What the task asks
Having read the data, transcribe all of it without deviation.

Data for analysis
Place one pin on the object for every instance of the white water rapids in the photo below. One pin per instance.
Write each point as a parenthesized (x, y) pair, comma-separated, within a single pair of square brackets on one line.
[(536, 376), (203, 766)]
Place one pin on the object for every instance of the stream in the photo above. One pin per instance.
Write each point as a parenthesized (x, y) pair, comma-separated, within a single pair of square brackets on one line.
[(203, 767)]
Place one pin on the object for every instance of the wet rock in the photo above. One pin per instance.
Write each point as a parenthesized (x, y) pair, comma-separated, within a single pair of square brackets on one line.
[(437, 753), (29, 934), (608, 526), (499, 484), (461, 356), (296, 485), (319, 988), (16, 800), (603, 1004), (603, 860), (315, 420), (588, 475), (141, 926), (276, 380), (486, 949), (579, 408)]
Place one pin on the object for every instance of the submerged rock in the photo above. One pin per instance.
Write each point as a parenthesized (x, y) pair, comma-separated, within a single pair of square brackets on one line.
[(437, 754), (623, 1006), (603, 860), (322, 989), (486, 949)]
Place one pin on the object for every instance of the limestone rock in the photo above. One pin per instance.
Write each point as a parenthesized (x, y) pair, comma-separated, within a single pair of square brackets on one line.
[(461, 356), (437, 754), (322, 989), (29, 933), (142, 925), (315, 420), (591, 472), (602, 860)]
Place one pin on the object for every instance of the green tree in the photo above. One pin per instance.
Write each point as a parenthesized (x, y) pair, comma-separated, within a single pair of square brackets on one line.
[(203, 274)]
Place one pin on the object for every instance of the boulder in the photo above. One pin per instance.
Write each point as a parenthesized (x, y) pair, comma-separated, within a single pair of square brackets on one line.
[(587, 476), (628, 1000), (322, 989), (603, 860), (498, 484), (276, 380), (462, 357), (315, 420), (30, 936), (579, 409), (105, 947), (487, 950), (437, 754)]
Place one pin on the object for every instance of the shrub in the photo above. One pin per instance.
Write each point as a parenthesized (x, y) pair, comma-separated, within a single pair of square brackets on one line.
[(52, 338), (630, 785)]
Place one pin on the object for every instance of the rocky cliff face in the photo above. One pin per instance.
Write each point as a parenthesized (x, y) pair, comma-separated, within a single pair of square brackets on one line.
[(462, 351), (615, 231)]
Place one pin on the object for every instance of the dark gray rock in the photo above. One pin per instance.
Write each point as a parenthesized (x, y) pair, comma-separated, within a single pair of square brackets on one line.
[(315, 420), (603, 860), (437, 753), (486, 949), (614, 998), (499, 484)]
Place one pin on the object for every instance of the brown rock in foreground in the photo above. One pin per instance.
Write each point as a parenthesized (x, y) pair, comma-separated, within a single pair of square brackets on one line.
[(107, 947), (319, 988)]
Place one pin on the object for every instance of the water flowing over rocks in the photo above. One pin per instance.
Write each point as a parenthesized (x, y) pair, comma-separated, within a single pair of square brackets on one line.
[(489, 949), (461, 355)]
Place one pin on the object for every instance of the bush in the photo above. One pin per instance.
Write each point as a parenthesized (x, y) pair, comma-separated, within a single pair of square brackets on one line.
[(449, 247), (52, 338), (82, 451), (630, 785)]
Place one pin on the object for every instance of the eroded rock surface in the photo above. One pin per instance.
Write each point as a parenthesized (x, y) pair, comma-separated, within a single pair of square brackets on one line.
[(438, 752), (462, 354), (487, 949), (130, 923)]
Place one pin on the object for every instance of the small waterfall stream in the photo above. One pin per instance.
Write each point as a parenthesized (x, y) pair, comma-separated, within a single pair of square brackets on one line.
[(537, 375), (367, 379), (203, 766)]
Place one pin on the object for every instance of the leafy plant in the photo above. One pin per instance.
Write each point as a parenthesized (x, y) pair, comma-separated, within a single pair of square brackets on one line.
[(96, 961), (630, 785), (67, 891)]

Answer section
Place one pin on the object for every instance of the white water rapids in the photo below. One pin per instance.
Write each point as a parenthesized (x, y) pair, comma-separated, within a single pair of square brackets on one line.
[(536, 376), (203, 766)]
Place one pin on the object for every instance of the stream in the photo above. One pin per instance.
Write each point as a parenthesized (x, y) pair, comma-separated, within a single pair of square brackets on one line.
[(203, 767)]
Place one pin on the object for every instance of the wet rock in the photo above. One pin per instance.
Write each point as a parenthesized (x, y) pair, comma-separated, within a single pair of square brackets on one line.
[(437, 753), (29, 934), (608, 526), (499, 484), (461, 356), (296, 485), (319, 988), (16, 800), (603, 1004), (603, 860), (315, 420), (588, 475), (141, 926), (276, 380), (486, 949), (579, 408)]
Place one pin on the object for every instance of the submerged rock in the photo above. One pin per instance.
Write each point as a parenthesized (x, y) pair, comma-separated, within a single pair of square brackets on one line.
[(437, 754), (623, 1006), (603, 860), (322, 989), (486, 949)]
Place one pin on the object for every instance of the limestone rock in the photo above. One pin per instance.
Write each point as a parenthesized (x, y) pair, comma-separated, within a single pair of square brackets on one line.
[(461, 356), (437, 754), (322, 989), (29, 933), (142, 925), (315, 420), (591, 472), (602, 860)]
Place one pin on the object for every instance of the green tree in the photo above. One pin per instance.
Write each point as a parenthesized (x, y) pair, comma-separated, within a single pair of square brackets on one line.
[(203, 274)]
Place one pin on the object for every instance of the boulder in the photo above. One pin per instance.
Write each point as a parenthesized (x, y) pair, comma-separated, within a single pair of square brackets on one line.
[(587, 476), (628, 1000), (322, 989), (603, 860), (498, 484), (276, 380), (462, 357), (315, 420), (30, 936), (579, 409), (105, 947), (487, 950), (437, 754)]
Place one pin on the object for every instance of the shrub in the photo above. One pin per instance.
Write each point as a parenthesized (x, y) pair, comma-separated, within a single pair of square brackets on one line.
[(52, 338), (630, 785)]
Place one pin on the object for every instance of the rocky cliff face in the photo above. One pin per instance.
Write each point as a parenthesized (x, y) pair, comma-separated, within a single pair of square brackets on one line.
[(462, 351), (615, 231)]
Place one pin on the object for every instance of the dark gray rock in the photo above. One pin per instance.
Write each point as a parenthesized (x, y) pair, comma-separated, within a single pair of square brackets on one line.
[(315, 420), (603, 860), (437, 753), (486, 949), (614, 998), (499, 484)]
Place one pin on the object for every instance of the brown rock in foreground in the photo above. One pin per instance.
Write each point as a parenthesized (x, y) pair, comma-separated, within a single pair of square brackets on one line.
[(107, 947), (319, 988)]
Place one pin on the object for every instance of the water flowing over rocks in the photo above. One pin per instance.
Write each point as a parenthesized (x, y) pair, comma-separated, within a single pair of square brackets on one line.
[(489, 949), (461, 355)]
Place one pin on the object for every instance of the bush in the photo above. One pin per instance.
Write each point as a parenthesized (x, y) pair, comma-separated, within a single pair of square brackets on one line.
[(449, 247), (52, 338), (82, 451), (630, 785)]
Place one pin on the object for every instance of the eroded rock surface in the photo above. One pin per instance.
Write each point as a parenthesized (x, y) pair, comma-separated, within a single pair of square brackets on one line.
[(438, 752), (462, 354), (487, 949), (130, 923)]
Place one pin on the object for every instance of the small waterfall stream in the photo above. One pin per instance.
Write each point as a parenthesized (x, y) pair, comma-separated, within a single pair of square brackets on one line.
[(537, 375), (367, 379), (203, 766)]
Place one pin on the object for every instance of the leafy plant in the photo above. One pin per instance.
Write each point as a parenthesized (x, y) pair, comma-separated, within a single pair of square brackets on one line.
[(96, 961), (630, 785), (67, 891)]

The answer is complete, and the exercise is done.